----- QUOTED PASSAGE -----

And speaking of decoding, check this out.  

Tuesday, October 1, 2013

What's Going On Here?

Congratulations!  You're off to a brave and productive start on your TOK journey.  As I mentioned in class, I'd like you to go one step further and define--for yourself, for me, for one another, and for visitors here--what it is we're up to.  Theory of Knowledge is sometimes called a course in practical philosophy, a study of metacognition, and an epistemological investigation.  But so what?  For Thursday morning, please write a thoughtful, thorough paragraph describing the course as you see it. As I'm delighted one of you asked in class, yes, it can also be funny.  We'll use your descriptions to assemble a collective blurb for our blog.

Friday, September 27, 2013

I Think I Forgot How To Think

I think it's time to slow down a little: let's go to college.  To be precise, please attend the Universities of Rochester and Oxford.  First, work through this logic tutorial on consistency and validity.  Once on the site, follow the Tutorials link, then select Tutorial One.  Continue until you finish Exercise 1.4.  Next, please tackle these logic puzzles.  Work patiently and with a pencil, reasoning out the consequences of each statement and, where appropriate, its speaker.  In your post, examine the ways your thinking changed or developed to accommodate this task.  What was most difficult?  How did you arrive at the answers?  Consider (in writing) how the skills the tutorial develops help you understand and tackle the puzzles and paradoxes.  If you get angry at logic, take a break and read this.  Finally, an ear worm inspired by our last class.  Please post by 8 am Tuesday.

Tuesday, September 24, 2013

There's a Hole in the Logic, Dear Liza...

To continue to hone your reasoning skills and simultaneously reexamine ways of knowing, please read your own post and the post below yours (last poster, read the first), searching out, identifying, and explaining any and every logical fallacy along the way.  Use and link to the guide at right (top link).  Please share your findings before classes start on Thursday.

----- SUPPLIED MATERIAL -----

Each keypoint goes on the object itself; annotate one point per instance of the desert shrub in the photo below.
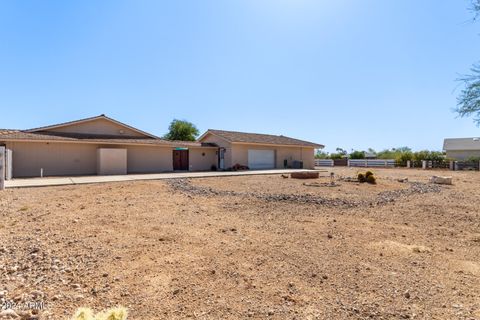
(371, 179)
(361, 178)
(111, 314)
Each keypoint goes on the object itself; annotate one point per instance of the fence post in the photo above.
(2, 168)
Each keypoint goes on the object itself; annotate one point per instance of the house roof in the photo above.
(42, 134)
(461, 144)
(256, 138)
(102, 116)
(19, 135)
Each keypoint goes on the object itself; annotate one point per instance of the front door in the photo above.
(221, 158)
(180, 159)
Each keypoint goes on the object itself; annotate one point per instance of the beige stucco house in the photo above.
(260, 151)
(104, 146)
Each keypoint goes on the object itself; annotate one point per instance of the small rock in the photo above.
(9, 313)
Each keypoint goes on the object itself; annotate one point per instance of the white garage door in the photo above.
(261, 159)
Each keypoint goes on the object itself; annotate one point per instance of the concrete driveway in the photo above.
(62, 181)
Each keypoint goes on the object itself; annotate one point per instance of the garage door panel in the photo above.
(261, 159)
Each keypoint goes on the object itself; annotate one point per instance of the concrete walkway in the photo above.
(63, 181)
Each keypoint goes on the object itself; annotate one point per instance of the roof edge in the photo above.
(102, 116)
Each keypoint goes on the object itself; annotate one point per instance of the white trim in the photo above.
(320, 146)
(107, 143)
(67, 124)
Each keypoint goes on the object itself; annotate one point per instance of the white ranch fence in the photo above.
(323, 163)
(366, 163)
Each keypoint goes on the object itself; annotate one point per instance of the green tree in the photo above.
(468, 102)
(182, 130)
(357, 154)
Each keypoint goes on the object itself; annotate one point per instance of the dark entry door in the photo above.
(180, 159)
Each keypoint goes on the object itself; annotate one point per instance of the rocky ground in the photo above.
(246, 247)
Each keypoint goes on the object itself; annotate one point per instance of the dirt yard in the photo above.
(259, 247)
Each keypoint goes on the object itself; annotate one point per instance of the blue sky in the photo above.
(345, 73)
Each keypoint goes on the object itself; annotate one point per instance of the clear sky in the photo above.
(345, 73)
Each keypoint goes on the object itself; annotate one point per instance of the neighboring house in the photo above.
(101, 145)
(260, 151)
(462, 148)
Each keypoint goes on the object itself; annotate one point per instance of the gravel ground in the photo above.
(246, 247)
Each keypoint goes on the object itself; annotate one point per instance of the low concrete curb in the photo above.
(64, 181)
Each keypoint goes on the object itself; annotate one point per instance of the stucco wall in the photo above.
(55, 158)
(111, 161)
(463, 155)
(144, 159)
(99, 126)
(202, 159)
(223, 144)
(240, 154)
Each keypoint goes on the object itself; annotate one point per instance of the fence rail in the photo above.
(324, 163)
(366, 163)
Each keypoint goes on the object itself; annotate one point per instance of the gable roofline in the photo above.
(102, 116)
(461, 144)
(267, 139)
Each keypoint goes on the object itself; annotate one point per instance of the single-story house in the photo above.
(101, 145)
(462, 148)
(261, 151)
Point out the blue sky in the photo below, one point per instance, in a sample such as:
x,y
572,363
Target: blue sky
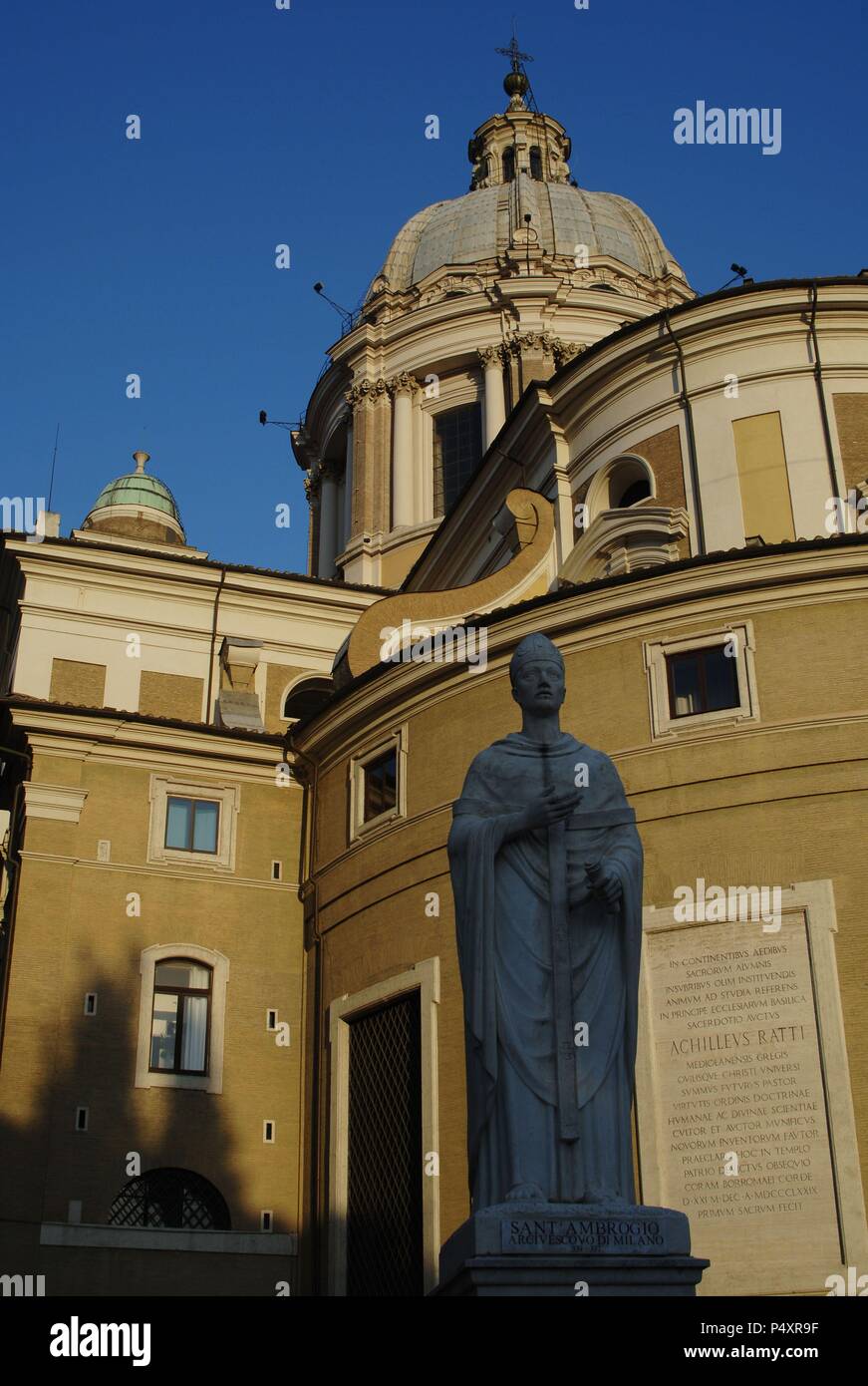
x,y
308,127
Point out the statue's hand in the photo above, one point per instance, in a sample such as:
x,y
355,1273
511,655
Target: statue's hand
x,y
605,884
551,806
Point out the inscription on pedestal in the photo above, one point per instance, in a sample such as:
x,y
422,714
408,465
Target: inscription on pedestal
x,y
629,1233
742,1138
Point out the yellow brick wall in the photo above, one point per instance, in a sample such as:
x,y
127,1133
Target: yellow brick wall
x,y
170,695
761,473
664,455
852,419
74,681
739,806
74,934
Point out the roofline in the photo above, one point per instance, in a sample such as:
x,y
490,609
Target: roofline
x,y
198,563
40,704
621,579
597,348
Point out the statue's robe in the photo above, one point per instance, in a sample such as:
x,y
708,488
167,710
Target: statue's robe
x,y
505,954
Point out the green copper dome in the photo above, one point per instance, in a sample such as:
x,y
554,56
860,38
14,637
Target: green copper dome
x,y
138,490
138,505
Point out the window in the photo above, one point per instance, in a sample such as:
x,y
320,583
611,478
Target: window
x,y
191,825
180,1017
702,681
380,785
306,697
170,1198
633,494
457,452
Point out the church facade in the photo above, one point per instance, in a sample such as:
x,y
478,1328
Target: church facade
x,y
231,1017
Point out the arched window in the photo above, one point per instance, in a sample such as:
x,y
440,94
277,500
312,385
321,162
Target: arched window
x,y
637,491
306,697
457,452
180,1019
629,482
170,1198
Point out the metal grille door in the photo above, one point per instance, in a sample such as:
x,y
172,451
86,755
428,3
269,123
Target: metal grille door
x,y
384,1233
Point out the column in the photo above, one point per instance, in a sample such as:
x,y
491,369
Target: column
x,y
328,522
348,488
494,404
402,388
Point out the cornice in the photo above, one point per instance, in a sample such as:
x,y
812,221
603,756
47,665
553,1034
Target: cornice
x,y
800,571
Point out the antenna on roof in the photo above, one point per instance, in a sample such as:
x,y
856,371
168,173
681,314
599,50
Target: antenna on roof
x,y
277,423
346,315
739,273
53,462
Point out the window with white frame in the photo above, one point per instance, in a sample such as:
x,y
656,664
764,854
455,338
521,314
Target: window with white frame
x,y
702,681
192,824
181,1017
378,785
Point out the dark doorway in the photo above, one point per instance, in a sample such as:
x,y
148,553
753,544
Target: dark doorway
x,y
384,1208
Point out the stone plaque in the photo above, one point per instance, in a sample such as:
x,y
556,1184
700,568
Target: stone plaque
x,y
732,1106
627,1233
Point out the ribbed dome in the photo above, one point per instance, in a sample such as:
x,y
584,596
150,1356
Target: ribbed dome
x,y
477,227
138,507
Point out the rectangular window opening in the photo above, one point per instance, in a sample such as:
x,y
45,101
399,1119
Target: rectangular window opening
x,y
380,781
702,681
191,825
457,452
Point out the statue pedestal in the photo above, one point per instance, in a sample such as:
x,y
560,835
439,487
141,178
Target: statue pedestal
x,y
557,1249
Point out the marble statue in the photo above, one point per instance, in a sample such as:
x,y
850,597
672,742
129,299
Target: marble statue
x,y
547,874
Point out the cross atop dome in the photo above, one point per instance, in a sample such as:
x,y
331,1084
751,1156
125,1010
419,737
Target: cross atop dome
x,y
516,81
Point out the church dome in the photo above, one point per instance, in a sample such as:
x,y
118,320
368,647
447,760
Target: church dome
x,y
479,227
138,507
525,205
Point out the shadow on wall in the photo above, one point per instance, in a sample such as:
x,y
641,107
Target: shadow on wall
x,y
47,1163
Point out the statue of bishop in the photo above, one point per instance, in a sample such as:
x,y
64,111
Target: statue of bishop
x,y
547,874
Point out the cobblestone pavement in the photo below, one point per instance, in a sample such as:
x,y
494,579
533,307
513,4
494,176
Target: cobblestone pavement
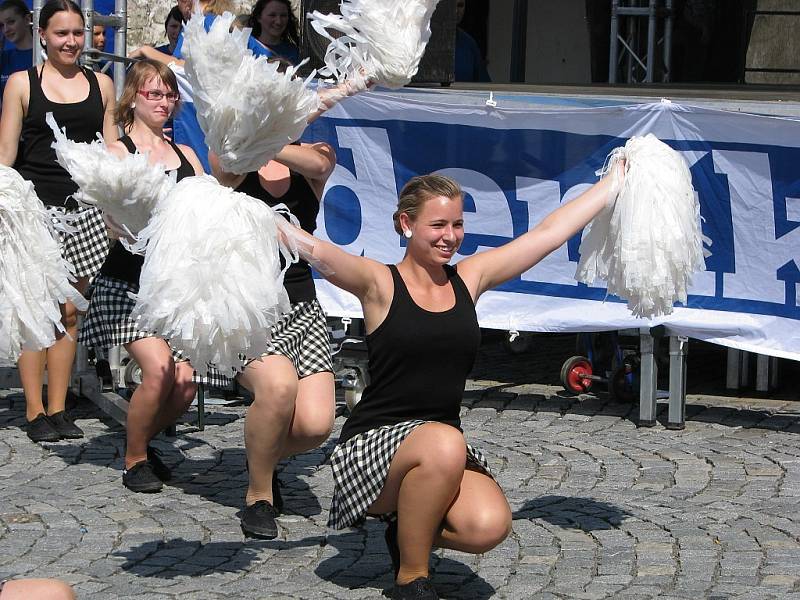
x,y
602,509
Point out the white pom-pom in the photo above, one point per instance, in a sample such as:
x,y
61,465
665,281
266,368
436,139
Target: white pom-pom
x,y
647,244
211,281
382,41
247,108
34,278
127,189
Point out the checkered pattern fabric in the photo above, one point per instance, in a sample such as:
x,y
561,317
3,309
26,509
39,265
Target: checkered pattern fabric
x,y
360,467
87,248
107,322
301,336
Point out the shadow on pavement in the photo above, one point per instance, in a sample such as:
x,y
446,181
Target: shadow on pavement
x,y
586,514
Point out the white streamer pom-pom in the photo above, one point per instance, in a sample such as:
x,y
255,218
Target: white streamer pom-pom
x,y
382,42
211,282
127,189
34,278
247,108
647,244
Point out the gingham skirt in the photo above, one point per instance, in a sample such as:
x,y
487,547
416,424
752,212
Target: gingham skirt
x,y
87,248
360,467
301,336
108,322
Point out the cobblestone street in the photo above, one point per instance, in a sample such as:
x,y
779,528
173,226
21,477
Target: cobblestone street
x,y
602,509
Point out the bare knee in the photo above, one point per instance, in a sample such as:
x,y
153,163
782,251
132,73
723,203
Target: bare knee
x,y
488,527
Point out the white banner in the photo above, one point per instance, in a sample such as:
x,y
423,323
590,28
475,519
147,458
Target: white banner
x,y
518,164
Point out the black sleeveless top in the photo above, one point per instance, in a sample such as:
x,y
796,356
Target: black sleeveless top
x,y
121,264
301,200
36,159
418,361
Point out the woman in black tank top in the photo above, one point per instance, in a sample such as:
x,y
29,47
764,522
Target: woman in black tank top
x,y
402,454
82,102
148,100
292,383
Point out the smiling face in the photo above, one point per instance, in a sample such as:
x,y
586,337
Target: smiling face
x,y
16,28
437,231
63,37
154,113
273,20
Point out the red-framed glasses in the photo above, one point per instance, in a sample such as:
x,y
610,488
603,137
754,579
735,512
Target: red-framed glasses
x,y
158,95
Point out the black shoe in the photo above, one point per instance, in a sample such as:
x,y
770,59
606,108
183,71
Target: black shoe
x,y
140,478
419,589
41,429
391,543
160,469
258,520
277,499
65,426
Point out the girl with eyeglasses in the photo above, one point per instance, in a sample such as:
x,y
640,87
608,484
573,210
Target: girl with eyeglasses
x,y
83,103
150,98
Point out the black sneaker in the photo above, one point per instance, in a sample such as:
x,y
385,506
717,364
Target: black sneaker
x,y
391,544
65,426
419,589
258,520
277,499
41,429
160,469
140,478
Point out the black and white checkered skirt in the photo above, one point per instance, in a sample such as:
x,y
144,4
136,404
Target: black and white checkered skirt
x,y
108,322
360,467
87,248
301,336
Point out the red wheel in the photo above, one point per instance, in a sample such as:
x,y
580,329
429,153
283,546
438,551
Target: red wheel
x,y
576,375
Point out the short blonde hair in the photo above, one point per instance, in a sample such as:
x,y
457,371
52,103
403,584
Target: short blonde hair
x,y
420,189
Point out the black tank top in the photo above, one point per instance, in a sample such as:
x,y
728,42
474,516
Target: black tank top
x,y
418,361
36,159
121,264
302,202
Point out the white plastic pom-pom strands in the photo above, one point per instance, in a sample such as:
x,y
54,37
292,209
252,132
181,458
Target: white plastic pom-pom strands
x,y
211,282
646,243
34,278
246,107
127,189
381,41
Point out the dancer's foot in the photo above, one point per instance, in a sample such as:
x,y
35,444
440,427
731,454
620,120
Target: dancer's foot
x,y
65,426
419,589
258,520
140,478
41,429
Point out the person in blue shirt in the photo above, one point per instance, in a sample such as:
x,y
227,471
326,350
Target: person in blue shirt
x,y
186,129
173,25
275,26
18,56
469,64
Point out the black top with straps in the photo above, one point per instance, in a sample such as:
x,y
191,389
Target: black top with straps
x,y
418,361
121,264
301,200
36,159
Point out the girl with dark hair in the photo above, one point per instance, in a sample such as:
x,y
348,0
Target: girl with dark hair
x,y
150,97
275,26
83,102
16,21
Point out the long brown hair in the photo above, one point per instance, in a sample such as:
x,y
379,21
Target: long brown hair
x,y
140,72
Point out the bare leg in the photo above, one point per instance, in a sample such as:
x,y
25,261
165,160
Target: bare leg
x,y
273,382
28,589
314,411
164,394
422,482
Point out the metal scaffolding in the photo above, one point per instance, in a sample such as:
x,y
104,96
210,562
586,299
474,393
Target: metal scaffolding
x,y
632,57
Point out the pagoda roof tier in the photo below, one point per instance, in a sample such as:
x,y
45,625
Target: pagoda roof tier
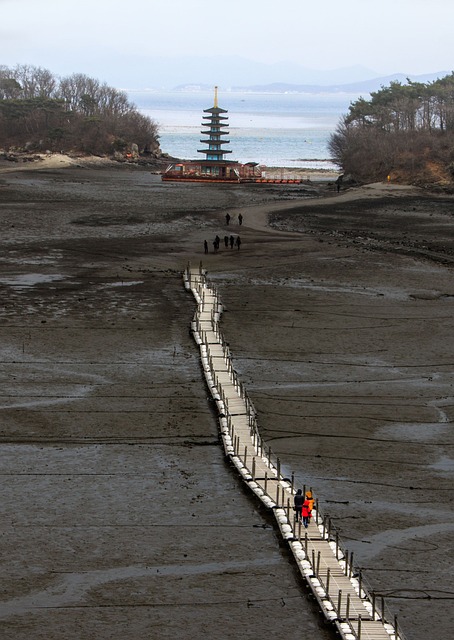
x,y
214,152
215,110
211,141
216,163
209,132
215,118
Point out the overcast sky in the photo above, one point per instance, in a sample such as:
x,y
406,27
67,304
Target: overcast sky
x,y
94,36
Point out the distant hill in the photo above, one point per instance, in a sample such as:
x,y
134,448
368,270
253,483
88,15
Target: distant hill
x,y
363,87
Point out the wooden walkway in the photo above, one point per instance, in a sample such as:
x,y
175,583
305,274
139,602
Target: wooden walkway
x,y
327,569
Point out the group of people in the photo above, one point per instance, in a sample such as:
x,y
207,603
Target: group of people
x,y
303,507
228,241
228,218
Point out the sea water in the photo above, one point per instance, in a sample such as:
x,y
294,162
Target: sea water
x,y
272,129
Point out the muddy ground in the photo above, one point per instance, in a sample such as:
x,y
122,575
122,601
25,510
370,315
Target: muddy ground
x,y
120,517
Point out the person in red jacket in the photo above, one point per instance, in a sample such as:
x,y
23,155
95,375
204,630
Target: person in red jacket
x,y
306,511
298,500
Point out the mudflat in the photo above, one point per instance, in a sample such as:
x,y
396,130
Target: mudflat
x,y
120,516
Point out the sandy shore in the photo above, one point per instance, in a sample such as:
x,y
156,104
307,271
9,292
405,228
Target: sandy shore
x,y
120,516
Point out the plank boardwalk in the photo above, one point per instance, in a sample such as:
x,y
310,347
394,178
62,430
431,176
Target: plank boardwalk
x,y
327,569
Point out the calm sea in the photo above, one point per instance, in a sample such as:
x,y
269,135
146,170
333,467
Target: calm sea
x,y
283,130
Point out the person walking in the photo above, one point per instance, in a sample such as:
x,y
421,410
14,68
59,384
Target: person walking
x,y
306,511
298,502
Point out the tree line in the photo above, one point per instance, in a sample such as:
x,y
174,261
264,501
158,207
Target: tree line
x,y
406,130
40,111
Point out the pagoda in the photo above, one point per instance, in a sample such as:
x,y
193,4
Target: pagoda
x,y
217,127
214,167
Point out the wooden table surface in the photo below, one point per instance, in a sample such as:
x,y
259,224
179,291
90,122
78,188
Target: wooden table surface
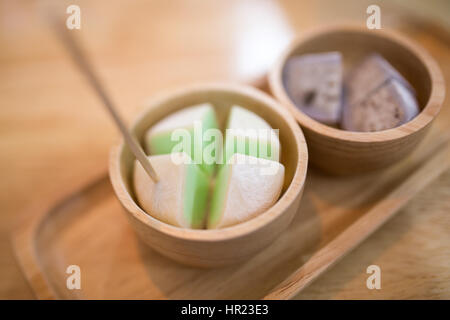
x,y
54,133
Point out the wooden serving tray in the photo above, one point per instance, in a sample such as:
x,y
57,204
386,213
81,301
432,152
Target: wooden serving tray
x,y
86,227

-----

## PROBLEMS TO SOLVE
1) According to the blog posts, what is the deadline for posting about the logic tutorial and puzzles?
2) List the three things the blog posts say Theory of Knowledge is sometimes called.
3) Write out the passage of the blog posts from "Congratulations!  You're off" to "for our blog.", substituting "Wednesday" for "Thursday".

## SOLUTIONS
1) 8 am Tuesday

2)
- a course in practical philosophy
- a study of metacognition
- an epistemological investigation

3)
Congratulations!  You're off to a brave and productive start on your TOK journey.  As I mentioned in class, I'd like you to go one step further and define--for yourself, for me, for one another, and for visitors here--what it is we're up to.  Theory of Knowledge is sometimes called a course in practical philosophy, a study of metacognition, and an epistemological investigation.  But so what?  For Wednesday morning, please write a thoughtful, thorough paragraph describing the course as you see it. As I'm delighted one of you asked in class, yes, it can also be funny.  We'll use your descriptions to assemble a collective blurb for our blog.